EXERCISE DIRECTIONS
Whenever a line of the listing contains "positive", it counts; give the total number of such lines and nothing more.

DATA EXCERPTS
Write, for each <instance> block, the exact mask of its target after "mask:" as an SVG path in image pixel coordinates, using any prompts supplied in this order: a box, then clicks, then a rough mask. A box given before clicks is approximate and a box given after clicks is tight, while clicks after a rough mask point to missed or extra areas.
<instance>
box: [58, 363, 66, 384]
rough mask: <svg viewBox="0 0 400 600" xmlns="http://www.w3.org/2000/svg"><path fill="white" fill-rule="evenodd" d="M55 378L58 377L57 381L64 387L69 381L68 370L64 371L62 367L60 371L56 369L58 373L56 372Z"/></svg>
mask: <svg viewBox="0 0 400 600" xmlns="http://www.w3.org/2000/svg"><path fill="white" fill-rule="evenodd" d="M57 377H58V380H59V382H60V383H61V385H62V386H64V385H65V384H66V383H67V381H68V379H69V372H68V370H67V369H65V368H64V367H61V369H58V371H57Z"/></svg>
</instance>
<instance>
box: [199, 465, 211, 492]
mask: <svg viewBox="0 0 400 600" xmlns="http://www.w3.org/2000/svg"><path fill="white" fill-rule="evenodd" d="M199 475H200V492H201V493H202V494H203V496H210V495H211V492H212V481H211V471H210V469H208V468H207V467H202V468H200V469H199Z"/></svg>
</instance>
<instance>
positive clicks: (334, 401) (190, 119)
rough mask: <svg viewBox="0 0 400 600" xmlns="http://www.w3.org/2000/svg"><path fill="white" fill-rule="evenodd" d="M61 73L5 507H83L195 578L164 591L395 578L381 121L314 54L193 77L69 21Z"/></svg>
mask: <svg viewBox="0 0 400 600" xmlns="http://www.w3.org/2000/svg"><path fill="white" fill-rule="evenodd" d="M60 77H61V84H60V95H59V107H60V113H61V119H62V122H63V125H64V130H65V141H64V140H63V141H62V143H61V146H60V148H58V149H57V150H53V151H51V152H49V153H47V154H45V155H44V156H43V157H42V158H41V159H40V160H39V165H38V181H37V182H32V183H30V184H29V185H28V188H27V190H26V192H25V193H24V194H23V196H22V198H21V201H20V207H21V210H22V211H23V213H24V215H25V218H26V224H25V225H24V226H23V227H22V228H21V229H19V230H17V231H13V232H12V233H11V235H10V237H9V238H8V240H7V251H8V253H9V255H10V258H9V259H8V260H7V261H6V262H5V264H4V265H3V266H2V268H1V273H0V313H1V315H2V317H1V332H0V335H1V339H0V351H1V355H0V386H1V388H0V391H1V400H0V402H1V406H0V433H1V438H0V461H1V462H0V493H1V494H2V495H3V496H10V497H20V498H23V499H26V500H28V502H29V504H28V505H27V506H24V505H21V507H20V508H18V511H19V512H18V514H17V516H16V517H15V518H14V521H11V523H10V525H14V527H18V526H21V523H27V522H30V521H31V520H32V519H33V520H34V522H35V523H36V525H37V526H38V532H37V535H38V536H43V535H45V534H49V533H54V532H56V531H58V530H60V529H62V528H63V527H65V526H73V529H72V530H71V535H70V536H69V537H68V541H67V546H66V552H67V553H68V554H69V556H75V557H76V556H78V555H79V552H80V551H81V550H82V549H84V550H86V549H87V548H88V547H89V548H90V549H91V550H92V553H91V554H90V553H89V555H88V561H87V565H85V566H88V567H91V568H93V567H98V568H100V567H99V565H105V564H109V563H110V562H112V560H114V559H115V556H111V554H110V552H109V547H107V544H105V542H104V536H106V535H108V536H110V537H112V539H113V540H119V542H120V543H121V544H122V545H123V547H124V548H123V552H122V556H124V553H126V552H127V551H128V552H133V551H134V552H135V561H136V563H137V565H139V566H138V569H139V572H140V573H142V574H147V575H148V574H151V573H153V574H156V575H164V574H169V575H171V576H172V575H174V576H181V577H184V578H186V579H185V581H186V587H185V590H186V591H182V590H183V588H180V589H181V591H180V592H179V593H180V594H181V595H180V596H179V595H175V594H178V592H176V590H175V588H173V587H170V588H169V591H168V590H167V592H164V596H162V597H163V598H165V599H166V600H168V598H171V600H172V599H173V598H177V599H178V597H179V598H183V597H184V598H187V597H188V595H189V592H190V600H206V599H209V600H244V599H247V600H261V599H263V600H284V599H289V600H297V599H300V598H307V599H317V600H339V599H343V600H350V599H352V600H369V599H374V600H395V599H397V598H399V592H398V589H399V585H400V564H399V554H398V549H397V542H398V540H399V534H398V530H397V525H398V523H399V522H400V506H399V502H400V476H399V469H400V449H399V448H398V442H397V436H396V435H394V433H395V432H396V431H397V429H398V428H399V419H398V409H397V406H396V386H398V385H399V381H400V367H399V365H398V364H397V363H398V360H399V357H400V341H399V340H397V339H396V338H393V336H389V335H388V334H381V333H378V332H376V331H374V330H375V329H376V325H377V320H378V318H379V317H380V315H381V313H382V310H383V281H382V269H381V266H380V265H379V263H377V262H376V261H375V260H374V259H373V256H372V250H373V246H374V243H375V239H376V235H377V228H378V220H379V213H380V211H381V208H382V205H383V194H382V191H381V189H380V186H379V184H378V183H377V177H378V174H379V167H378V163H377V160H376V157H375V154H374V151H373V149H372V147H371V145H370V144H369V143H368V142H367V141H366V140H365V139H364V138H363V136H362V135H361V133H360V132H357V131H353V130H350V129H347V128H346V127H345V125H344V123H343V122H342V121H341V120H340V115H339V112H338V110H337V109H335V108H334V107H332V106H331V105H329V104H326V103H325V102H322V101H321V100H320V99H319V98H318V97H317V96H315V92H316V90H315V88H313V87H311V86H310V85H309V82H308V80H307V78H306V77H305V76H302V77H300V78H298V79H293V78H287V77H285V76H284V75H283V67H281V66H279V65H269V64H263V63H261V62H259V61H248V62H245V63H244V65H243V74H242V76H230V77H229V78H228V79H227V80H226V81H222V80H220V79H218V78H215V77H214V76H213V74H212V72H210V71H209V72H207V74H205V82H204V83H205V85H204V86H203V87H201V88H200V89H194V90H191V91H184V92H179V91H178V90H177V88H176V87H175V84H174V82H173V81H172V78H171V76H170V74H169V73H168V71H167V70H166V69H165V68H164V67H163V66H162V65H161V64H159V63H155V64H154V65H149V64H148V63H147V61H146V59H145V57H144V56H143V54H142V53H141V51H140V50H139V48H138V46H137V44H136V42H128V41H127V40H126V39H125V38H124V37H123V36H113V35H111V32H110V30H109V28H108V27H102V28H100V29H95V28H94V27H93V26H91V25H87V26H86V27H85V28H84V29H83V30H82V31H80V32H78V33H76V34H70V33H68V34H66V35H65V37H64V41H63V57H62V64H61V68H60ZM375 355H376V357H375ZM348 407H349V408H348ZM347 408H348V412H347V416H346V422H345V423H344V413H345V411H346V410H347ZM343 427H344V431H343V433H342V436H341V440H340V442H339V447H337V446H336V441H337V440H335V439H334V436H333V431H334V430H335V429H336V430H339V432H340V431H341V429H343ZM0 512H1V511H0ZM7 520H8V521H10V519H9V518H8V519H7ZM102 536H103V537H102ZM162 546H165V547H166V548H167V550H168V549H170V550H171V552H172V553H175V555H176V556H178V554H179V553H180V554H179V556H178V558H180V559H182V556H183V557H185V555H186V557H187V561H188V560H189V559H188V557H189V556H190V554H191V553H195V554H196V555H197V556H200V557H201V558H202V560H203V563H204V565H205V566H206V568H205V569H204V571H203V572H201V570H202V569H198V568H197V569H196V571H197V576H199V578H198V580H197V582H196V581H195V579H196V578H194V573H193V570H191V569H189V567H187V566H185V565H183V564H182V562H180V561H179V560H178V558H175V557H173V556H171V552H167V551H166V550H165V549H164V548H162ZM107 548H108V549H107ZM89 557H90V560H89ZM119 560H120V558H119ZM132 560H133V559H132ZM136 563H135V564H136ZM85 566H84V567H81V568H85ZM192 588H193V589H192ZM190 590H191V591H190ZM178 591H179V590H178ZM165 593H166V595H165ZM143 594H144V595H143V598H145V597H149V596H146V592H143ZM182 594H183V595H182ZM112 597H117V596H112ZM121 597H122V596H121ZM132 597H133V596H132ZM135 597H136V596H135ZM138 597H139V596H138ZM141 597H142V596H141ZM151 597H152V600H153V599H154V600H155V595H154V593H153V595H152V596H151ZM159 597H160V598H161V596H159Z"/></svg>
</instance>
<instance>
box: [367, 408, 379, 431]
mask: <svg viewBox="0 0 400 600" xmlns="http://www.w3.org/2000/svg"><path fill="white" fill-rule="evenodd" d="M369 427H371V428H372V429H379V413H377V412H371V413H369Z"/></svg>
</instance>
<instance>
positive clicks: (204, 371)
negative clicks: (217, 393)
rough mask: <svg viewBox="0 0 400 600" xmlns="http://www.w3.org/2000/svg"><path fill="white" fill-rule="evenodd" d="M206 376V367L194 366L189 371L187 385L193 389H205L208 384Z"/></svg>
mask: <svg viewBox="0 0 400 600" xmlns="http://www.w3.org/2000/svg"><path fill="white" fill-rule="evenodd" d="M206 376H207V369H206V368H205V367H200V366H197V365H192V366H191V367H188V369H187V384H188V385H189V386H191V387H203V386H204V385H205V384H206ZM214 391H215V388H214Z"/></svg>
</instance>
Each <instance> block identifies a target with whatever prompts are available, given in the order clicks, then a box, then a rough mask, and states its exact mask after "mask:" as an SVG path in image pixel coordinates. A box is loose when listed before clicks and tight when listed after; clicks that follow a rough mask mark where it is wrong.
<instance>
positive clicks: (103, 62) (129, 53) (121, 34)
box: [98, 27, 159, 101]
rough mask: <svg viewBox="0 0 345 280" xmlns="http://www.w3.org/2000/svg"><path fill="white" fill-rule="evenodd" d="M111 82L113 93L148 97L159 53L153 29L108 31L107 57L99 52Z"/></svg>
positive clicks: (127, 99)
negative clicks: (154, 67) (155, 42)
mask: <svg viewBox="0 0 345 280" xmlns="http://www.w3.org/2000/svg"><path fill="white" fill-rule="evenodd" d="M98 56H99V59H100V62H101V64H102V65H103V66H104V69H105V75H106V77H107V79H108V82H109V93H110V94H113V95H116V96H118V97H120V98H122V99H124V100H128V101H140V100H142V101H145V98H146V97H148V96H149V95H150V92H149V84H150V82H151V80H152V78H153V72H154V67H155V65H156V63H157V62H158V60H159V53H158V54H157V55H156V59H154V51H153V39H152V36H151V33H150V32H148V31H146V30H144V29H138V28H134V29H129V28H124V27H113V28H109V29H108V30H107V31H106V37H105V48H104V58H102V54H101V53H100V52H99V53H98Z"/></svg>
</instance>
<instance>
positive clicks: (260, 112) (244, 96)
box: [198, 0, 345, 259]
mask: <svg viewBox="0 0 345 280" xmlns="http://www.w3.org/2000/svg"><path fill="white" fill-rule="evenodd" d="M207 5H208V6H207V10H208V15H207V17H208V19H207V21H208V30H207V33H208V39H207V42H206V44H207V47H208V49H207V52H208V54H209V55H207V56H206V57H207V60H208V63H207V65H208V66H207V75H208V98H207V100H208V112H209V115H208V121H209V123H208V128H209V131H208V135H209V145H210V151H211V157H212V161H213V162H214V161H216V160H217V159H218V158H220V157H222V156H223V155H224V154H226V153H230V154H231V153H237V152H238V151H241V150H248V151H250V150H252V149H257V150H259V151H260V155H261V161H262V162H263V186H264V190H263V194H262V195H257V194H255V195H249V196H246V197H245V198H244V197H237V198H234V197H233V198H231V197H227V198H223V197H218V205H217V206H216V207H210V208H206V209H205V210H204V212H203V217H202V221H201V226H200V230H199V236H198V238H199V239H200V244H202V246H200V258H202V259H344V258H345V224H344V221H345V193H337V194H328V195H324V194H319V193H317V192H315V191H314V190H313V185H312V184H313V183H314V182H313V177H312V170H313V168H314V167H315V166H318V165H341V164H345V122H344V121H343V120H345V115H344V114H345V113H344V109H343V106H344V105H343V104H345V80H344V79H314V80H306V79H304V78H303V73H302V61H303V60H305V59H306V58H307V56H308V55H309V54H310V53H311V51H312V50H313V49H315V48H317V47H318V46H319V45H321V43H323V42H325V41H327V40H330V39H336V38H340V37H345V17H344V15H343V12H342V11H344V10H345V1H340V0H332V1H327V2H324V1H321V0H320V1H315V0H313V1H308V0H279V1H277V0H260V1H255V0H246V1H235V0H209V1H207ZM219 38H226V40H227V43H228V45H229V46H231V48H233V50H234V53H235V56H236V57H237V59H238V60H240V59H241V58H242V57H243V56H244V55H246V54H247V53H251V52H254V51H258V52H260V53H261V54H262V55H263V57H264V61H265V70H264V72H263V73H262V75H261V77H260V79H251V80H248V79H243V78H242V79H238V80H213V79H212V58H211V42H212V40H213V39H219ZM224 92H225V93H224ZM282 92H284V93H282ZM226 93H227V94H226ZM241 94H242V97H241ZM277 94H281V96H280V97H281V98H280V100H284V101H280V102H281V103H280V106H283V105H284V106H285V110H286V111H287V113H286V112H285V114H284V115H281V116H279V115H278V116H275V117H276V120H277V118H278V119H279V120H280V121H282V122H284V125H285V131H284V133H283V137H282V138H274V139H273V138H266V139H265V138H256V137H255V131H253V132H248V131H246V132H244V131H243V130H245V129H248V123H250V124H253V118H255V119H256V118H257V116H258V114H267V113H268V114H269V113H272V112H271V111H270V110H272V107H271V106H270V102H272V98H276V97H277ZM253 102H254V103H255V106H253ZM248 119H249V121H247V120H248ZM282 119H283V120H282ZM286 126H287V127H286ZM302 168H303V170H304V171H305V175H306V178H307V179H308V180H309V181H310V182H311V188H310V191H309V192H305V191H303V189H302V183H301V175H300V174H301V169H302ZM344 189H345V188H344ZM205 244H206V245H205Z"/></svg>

THE COMPLETED TASK
5